• [Extracted text]
════════════════
I will admit that I do not know what to do about the possibility of Iran getting nuclear weapons. It would be a terrible thing if Iran got the bomb (consider what North Korea can get away with because it has nuclear weapons). But do we really have the military capability to prevent Iran from getting a bomb? Just because we want to have the capability, doesn’t mean we do. It would be hard. This wouldn’t be like sending a group of Navy SEALs in to kill Osama Bin Laden.
When Israel bombed the nuclear facility Iraq was building in 1981, one of the things that helped Israel was surprise. Surprise was also very important in Israel’s attack on a Syrian nuclear reactor in 2007. At this point, there will be no surprise in any attack on Iran, which would make the attack that much harder, and which has given Iran a chance to prepare for such an attack.
Also, even if we really could do it from a purely technical point of view, what are the diplomatic costs and other ramifications of doing it? Obviously, diplomatic costs aren’t the only factor, and they don’t get to decide the question by themselves, but they are a factor and they need to be considered. What would be worse, a world in which Iran had nuclear weapons or a world in which we forcibly stopped Iran from getting nuclear weapons and countries and people throughout the Middle East turned violently against us? I don’t know. The future is a hard place to predict, and one should not assume the answers are easy.
But regardless of what we decide to do, perhaps my biggest concern is that we are going to find out that Iran has nuclear weapons before we decide what we want to do.
On September 11, Defense Secretary Leon Panetta told CBS’s “This Morning” program that once Iran makes its final decision to develop nuclear weapons, the US would have a year to stop them:
"‘It's roughly about a year right now. A little more than a year. And so ... we think we will have the opportunity once we know that they've made that decision, take the action necessary to stop (Iran).
[The United States has] pretty good intelligence [on Iran]. We know generally what they're up to. And so we keep a close track on them.’"
But Secretary Panetta’s confidence is in intelligence agencies that thought East Germany was a Communist success story right up until the Wall came down and we learned the truth about the decay in the East. Did the intelligence community that Secretary Panetta has so much confidence in with respect to Iran tell President Obama to expect all of the chaos that has occurred in Libya since Colonel Gaddafi was ousted?
More specifically, consider intelligence on Iran. In December of 2007, the intelligence agencies issued a National Intelligence Estimate (“NIE”) saying that, in 2003, Iran had halted its “nuclear weapons program” (as opposed to its efforts to enrich uranium, an important distinction – see the next paragraph).* While the NIE said it had “high confidence” that Iran had halted these efforts in 2003, it also said it only had “moderate confidence” that the program had not been restarted.* In other words, in 2007 the intelligence community told us what happened four years previously with “high confidence” but only had “moderate confidence” about what had happened more recently.
════════════════
• [Supplied information]
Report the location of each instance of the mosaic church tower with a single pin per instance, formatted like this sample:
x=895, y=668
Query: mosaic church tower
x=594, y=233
════════════════
• [Problem to work on]
According to the essay about Iran's nuclear program, what did the December 2007 National Intelligence Estimate say Iran had halted in 2003? Draw only on the essay about Iran's nuclear program.

• [Response]
Its nuclear weapons program.